_TEXTO DO DOCUMENTO_.
☆ ☆ ☆

A falta de angústia do guarda-redes antes do penálti, por Subasic e Schmeichel (a crónica do Croácia-Dinamarca)

É por isso que, em todos os jogos, Subasic utiliza por baixo uma camisola com a fotografia do amigo e a frase “Forever 24”, idade com que o médio ofensivo acabou por falecer. Depois do encontro com a Dinamarca, o guarda-redes tirou a camisola principal e mostrou a imagem de Custic, o que lhe valeria uma repreensão da FIFA devido às proibições existentes nos regulamentos para esse tipo de ações. Diante da Rússia, ia repetir o gesto mas acabou por “aguentar-se” no limite, também devido à célere intervenção da manager da equipa, Iva Olivari. Contra a Inglaterra, não evitou as lágrimas enquanto apontava para o céu, recordando o melhor amigo desaparecido há uma década.

A camisola com a imagem de Custic, que chegou a merecer uma repreensão devido aos regulamentos (Alex Livesey/Getty Images)

“Segredo para defender os penáltis? Já sou um pouco velho, tenho quase 34 anos e isso ajuda!”, respondeu após o encontro com os escandinavos, antes de explicar a homenagem ao amigo: “Hrvoje está sempre comigo, não só na minha camisola mas também no meu coração. Vocês sabem a história do que aconteceu com ele, da minha parte acho que não tenho de dar muitas mais explicações em relação a isso…”. “Ele tem uma energia positiva muito grande por ele e está sempre a mostrar as suas emoções, incluindo hoje”, referiu Vida, defesa que andou com o guarda-redes ao colo antes de… caírem nas celebrações.

☆ ☆ ☆

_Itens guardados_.
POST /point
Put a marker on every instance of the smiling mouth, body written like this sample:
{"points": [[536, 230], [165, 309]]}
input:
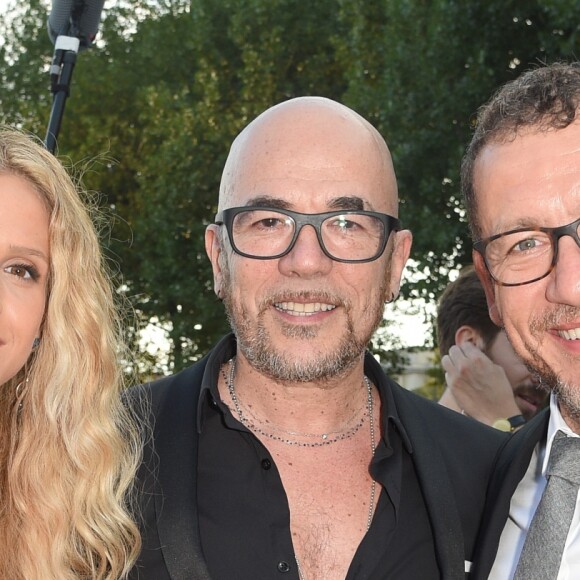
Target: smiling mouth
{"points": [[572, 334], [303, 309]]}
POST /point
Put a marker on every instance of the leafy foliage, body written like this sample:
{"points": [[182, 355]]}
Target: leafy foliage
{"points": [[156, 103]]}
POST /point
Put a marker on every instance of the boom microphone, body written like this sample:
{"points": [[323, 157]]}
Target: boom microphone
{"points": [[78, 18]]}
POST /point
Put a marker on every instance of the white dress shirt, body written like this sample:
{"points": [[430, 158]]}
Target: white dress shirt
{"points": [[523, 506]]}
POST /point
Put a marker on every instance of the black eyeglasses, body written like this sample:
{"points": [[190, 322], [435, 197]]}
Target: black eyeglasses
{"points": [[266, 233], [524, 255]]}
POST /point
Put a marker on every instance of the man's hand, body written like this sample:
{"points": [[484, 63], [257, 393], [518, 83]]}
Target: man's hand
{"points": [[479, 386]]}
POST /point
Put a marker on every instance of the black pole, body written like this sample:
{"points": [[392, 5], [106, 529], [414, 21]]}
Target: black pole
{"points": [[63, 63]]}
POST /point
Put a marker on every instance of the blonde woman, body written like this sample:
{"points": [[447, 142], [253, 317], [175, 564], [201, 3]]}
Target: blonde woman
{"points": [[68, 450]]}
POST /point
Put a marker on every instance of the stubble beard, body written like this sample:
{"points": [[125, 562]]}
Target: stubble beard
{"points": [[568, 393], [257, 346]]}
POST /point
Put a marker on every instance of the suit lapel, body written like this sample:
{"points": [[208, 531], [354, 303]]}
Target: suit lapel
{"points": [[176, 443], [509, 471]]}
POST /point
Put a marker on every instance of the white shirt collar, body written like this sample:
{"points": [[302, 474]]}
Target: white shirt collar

☆ ☆ ☆

_POR FAZER_.
1. Responda a partir do texto sobre Subasic:
(a) Que frase está na camisola que Subasic usa por baixo em todos os jogos?
(b) Quem interveio rapidamente para que o guarda-redes não repetisse o gesto diante da Rússia?
(c) Que idade diz Subasic ter, após o encontro com os escandinavos?
2. Resuma o texto sobre Subasic em duas frases.

_RESPOSTAS COMPLETAS_.
1.
(a) “Forever 24”.
(b) Iva Olivari, a manager da equipa.
(c) Quase 34 anos.

2. Em todos os jogos, Subasic usa por baixo uma camisola com a fotografia do amigo Custic e a frase “Forever 24”, e mostrou-a depois do encontro com a Dinamarca, o que lhe valeria uma repreensão da FIFA. Após esse jogo, o guarda-redes atribuiu à idade o segredo para defender os penáltis e disse que Hrvoje está sempre com ele, na camisola e no coração.